▸ Activity:
From the first line to the last, reproduce the data exactly.

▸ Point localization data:
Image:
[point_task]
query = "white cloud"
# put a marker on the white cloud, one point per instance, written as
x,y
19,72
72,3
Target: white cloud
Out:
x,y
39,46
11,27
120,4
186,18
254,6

▸ Solution for this task:
Image:
[point_task]
query = "white cloud"
# put a marker on the white cloud, one point per instance, written as
x,y
19,72
72,3
Target: white cloud
Out:
x,y
39,46
11,27
120,4
186,18
254,6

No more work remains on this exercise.